[DATA SUPPLIED — start]
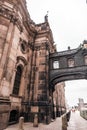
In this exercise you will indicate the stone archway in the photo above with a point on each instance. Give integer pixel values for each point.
(14, 116)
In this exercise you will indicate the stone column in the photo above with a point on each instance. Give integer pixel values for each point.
(6, 47)
(21, 123)
(35, 124)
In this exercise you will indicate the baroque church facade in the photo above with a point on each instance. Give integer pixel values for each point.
(24, 65)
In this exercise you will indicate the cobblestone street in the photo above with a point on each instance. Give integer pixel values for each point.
(56, 125)
(77, 122)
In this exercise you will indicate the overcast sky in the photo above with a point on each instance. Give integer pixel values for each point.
(68, 22)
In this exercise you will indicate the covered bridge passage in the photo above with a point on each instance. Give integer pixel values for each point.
(68, 65)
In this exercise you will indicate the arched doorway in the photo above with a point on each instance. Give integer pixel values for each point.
(14, 115)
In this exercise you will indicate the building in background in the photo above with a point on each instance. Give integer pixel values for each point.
(24, 66)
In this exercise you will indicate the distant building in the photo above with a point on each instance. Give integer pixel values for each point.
(24, 66)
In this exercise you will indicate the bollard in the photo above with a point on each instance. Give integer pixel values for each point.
(64, 123)
(21, 122)
(35, 124)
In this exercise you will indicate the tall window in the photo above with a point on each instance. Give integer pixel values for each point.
(56, 64)
(85, 59)
(17, 81)
(71, 63)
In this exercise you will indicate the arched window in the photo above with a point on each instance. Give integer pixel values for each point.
(56, 64)
(17, 80)
(71, 63)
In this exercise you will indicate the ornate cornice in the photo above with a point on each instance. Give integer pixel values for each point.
(12, 16)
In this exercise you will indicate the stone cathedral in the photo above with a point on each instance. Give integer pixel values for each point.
(24, 65)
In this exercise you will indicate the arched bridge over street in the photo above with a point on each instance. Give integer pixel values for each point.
(68, 65)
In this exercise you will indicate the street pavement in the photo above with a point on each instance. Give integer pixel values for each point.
(55, 125)
(77, 122)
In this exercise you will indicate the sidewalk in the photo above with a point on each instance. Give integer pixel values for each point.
(55, 125)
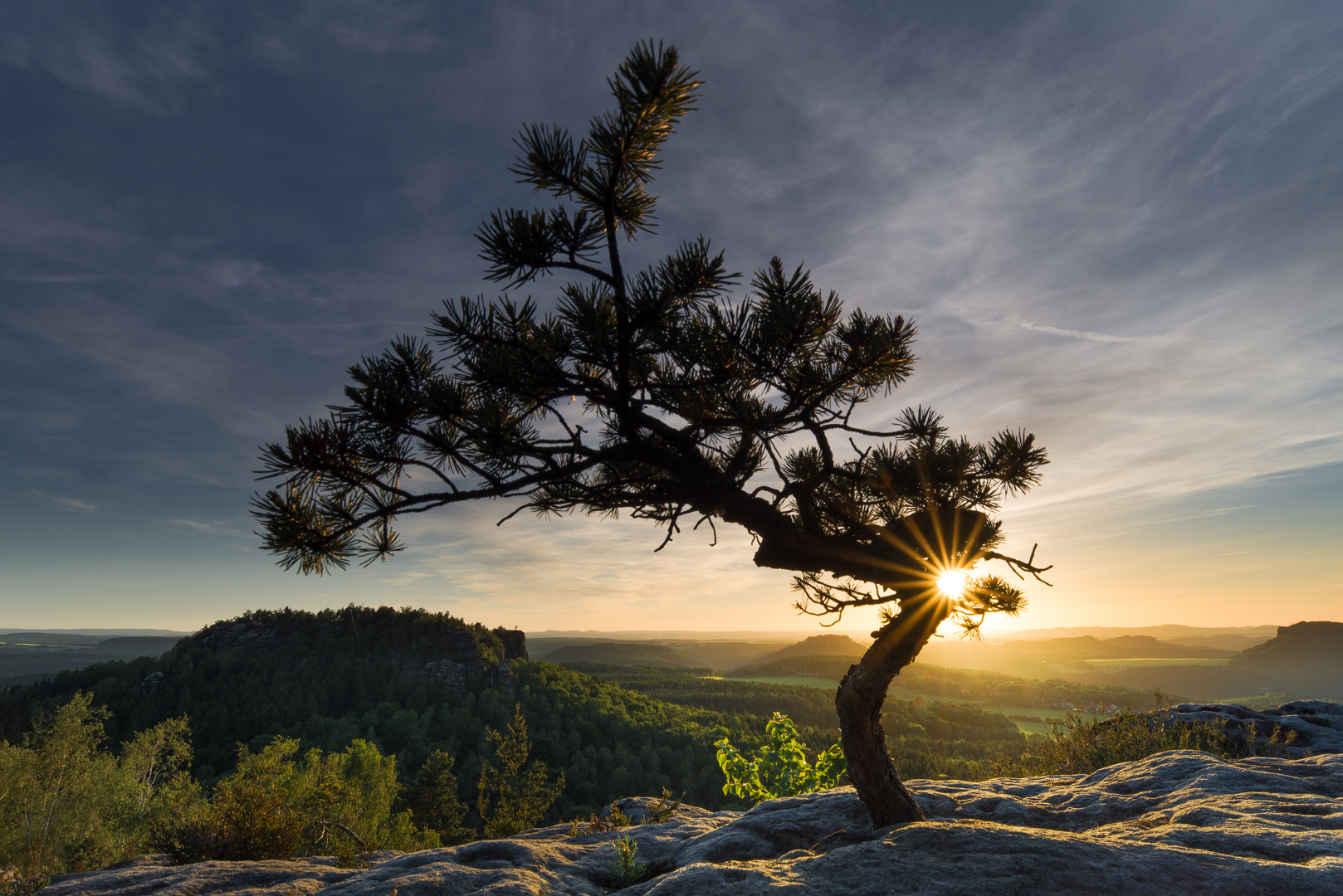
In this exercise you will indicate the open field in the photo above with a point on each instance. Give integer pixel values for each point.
(1110, 665)
(908, 694)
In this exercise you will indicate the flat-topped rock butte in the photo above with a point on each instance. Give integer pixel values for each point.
(1177, 822)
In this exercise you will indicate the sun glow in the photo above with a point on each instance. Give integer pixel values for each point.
(952, 583)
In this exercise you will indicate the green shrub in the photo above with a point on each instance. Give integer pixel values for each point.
(623, 865)
(780, 767)
(280, 806)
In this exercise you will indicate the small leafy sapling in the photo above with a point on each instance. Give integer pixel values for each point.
(623, 865)
(780, 767)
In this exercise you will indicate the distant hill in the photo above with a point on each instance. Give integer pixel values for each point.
(819, 645)
(1163, 633)
(1306, 649)
(27, 655)
(623, 653)
(1303, 660)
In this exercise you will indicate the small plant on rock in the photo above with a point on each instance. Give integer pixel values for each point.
(665, 807)
(780, 767)
(623, 867)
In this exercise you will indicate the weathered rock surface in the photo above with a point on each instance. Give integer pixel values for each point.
(1312, 726)
(1178, 822)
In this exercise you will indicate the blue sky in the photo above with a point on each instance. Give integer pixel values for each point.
(1116, 226)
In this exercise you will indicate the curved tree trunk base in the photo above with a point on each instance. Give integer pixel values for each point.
(858, 703)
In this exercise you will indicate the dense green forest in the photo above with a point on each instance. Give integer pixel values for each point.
(423, 696)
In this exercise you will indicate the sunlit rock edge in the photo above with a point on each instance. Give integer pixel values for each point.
(1175, 822)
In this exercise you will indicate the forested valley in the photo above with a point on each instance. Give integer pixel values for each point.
(379, 724)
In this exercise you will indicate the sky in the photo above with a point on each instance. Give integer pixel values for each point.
(1116, 225)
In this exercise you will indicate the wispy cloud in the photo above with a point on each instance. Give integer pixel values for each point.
(62, 501)
(1087, 334)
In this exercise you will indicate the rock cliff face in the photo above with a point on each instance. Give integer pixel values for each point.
(454, 655)
(1178, 822)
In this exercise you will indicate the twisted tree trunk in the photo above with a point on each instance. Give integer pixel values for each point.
(858, 703)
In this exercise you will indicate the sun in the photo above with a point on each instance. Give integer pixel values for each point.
(952, 583)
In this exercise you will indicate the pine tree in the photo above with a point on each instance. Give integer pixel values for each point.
(657, 392)
(432, 800)
(515, 793)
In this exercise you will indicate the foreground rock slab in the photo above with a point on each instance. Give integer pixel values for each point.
(1177, 822)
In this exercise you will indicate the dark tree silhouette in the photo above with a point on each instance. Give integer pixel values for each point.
(658, 392)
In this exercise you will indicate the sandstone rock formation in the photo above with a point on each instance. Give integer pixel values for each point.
(1306, 726)
(1177, 822)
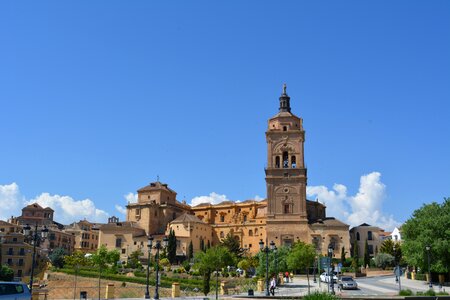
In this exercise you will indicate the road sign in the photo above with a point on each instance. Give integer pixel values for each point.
(325, 262)
(398, 271)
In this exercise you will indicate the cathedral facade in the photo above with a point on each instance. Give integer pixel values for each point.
(285, 216)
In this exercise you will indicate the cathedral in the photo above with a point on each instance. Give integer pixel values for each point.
(284, 217)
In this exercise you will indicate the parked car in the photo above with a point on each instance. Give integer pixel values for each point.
(14, 291)
(324, 277)
(347, 283)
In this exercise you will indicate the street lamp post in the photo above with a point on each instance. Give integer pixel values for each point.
(158, 247)
(149, 249)
(2, 240)
(397, 269)
(276, 262)
(429, 266)
(330, 272)
(35, 238)
(266, 250)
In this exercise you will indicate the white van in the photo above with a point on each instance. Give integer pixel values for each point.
(14, 291)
[DATA SUPPLIED — finish]
▶ [ASSIGNMENT]: In your answer, repeat the material above in full, exactly, and without its pictures.

▶ [ANSWER TO THIS PROBLEM]:
In this exercise you will indicate the stone archway in the photo above with a point on each instance. Give integer pixel values for each point.
(14, 116)
In this exercise you will indicate the stone column in the photo above with a point on each instance. Give integer pixel values for each point.
(6, 47)
(21, 123)
(35, 124)
In this exercise you will indicate the baroque church facade in the photo above with a point on each instance. Give integer pixel values for each point.
(24, 65)
In this exercise you will indicate the cobblestone street in the photo above with a point on each instance. Give integer pixel values for each point.
(56, 125)
(77, 122)
In this exercise you will indicate the overcast sky in the photo above with a point on each instance. Give integer pixel values for each point.
(68, 22)
In this exercise you will indicate the covered bridge passage in the photo above with a point on each instance. Give integer pixel values for each point.
(68, 65)
In this exercise you will indicate the arched doorway in the photo above with a point on each instance. Give integer pixel values for each point.
(14, 115)
In this exercise you will indicate the building in background in the photo above with a point on each instance. Give integer pixel values for each point.
(24, 66)
In this exercise you will indicate the distant building in the photo above with a point on each instance. Give integer pixel values for each point.
(24, 66)
In this exercise you will indicate the bollard in the photo above with a point on each instance. Give integer pixel values for each point.
(64, 123)
(21, 122)
(35, 124)
In this exercise you will indicate the tall window in the photo above with a point on each instance. Give integer pixel values for each point.
(56, 64)
(85, 59)
(17, 81)
(71, 63)
In this exercise you will indicate the arched window in the photo above with a point on each instance. Give integer pixel values for each point.
(56, 64)
(17, 80)
(71, 63)
In this exercise you will indicate the ornate cornice in the photo above with a point on each instance. Give integer pixel values for each point.
(12, 16)
In this exercise you will indicate the stone cathedral in the photo above with a point on each instance. Give integer pixel values for each point.
(24, 65)
In this exercise you will indicate the arched bridge over street in the photo above with a point on each instance. Give integer pixel values for each point.
(68, 65)
In this exercise you will indicate the street pavement in the photo above with a point on each instance. Give integer pixel values for each point.
(55, 125)
(77, 122)
In this exercise you will indicate the sidewalk in the photo above with a point on each instance. Give integer pixel values for each point.
(55, 125)
In this exercise you will indicate the open field in the photo above with a point on each instance. Give integer pixel values for each point.
(1110, 665)
(908, 694)
In this exercise you will indicate the flat-topped rock butte in the photo above with a point on each instance. Give integer pixel values for each point.
(1177, 822)
In this exercise you will indicate the sun glow in the photo above with a point on each instance. Give integer pixel values for each point.
(952, 583)
In this exercise you will indicate the green shrub in the photo above with a point on each instance. Give integer pixel values for each point.
(623, 865)
(780, 767)
(280, 806)
In this exercise you will indicate the small leafy sapling in the photo above with a point on each instance. Give integer pixel values for each point.
(623, 865)
(780, 767)
In this exercise you will indicate the distant hill in the photo above with a point on each instance. Give integer pixel values for each point.
(819, 645)
(1163, 633)
(1306, 649)
(27, 655)
(623, 653)
(1303, 660)
In this exercise you will indicate the small plant on rock in the photo above with a point on each instance. Give integer pixel values for each point.
(665, 807)
(780, 767)
(623, 867)
In this exercise you will indicate the weathered rock surface in the photo above with a point on each instance. Give integer pixel values for each point.
(1312, 726)
(1178, 822)
In this exercise you will indicate the blue sky in the photo above with a point on each instance. Give integer pixel values for each point.
(1116, 226)
In this exercise you will indicate the curved tree trunk base in the photo above with a point on each instance. Give integer pixel values for each point.
(858, 703)
In this exercise you will indicate the dense green forest in the photo above with a point on each instance. Give integer pixel values for each point.
(423, 696)
In this exercise you will indicate the sunlit rock edge in the photo above with a point on each instance. Give integer pixel values for each point.
(1175, 822)
In this exercise you will indicate the forested valley in the photo above with a point on each instance. Give integer pixel values for each point.
(379, 724)
In this exercise you will indicate the sky in the photo above with a point on each instance. Give integer pixel values for each point.
(1116, 225)
In this exercise you will indicate the wispy cloud in the photo above with a point on each instance. Give integer pixel values for each point.
(62, 501)
(1087, 334)
In this exercise you will indicate the rock cliff face in the photo above with a point on each instance. Give integer pixel values for each point.
(454, 655)
(1178, 822)
In this exercise you will indicate the twisted tree trunk in the photo above with a point on each instance. Give integer pixel values for each point.
(858, 703)
In this exercise you will indicate the sun in the photo above with a point on each instance. Give integer pixel values for each point.
(952, 583)
In this exercise you will indicate the pine tree in the photo above with a point on each instance. Give integer pixel values for each point.
(657, 392)
(432, 800)
(515, 793)
In this exercise you will indicate the foreground rock slab in the photo above with a point on each instance. Give integer pixel values for each point.
(1177, 822)
In this exercise you will indicate the dark tree silhouette in the photo above with a point on each instance. Give integer pixel values for each point.
(658, 392)
In this exercise you will indicate the sandstone rock formation in the photo above with a point on each instance. Give integer pixel values for each point.
(1306, 726)
(1177, 822)
In this exercise you will indicate the road sign in the photo above with a point on each instance. Give integer pixel values for each point.
(325, 262)
(398, 271)
In this exercise you will indicate the cathedral facade in the photo above with a point on each instance. Give integer pixel values for each point.
(285, 216)
In this exercise you will indicate the cathedral in the photo above with a point on each instance. Give integer pixel values for each point.
(284, 217)
In this exercise you will indicate the parked car in the photo above with a point on each instance. Give integer pixel values for each point.
(14, 291)
(324, 277)
(347, 283)
In this exercise you will indicate the street lamp post in the photo above with a point on each instance. Give integer pixel values for each point.
(158, 247)
(149, 249)
(2, 240)
(397, 269)
(276, 262)
(429, 266)
(330, 272)
(35, 238)
(266, 250)
In this exercise you will indicate the white van in the photo above with a point on each instance. Give integer pixel values for each point.
(14, 291)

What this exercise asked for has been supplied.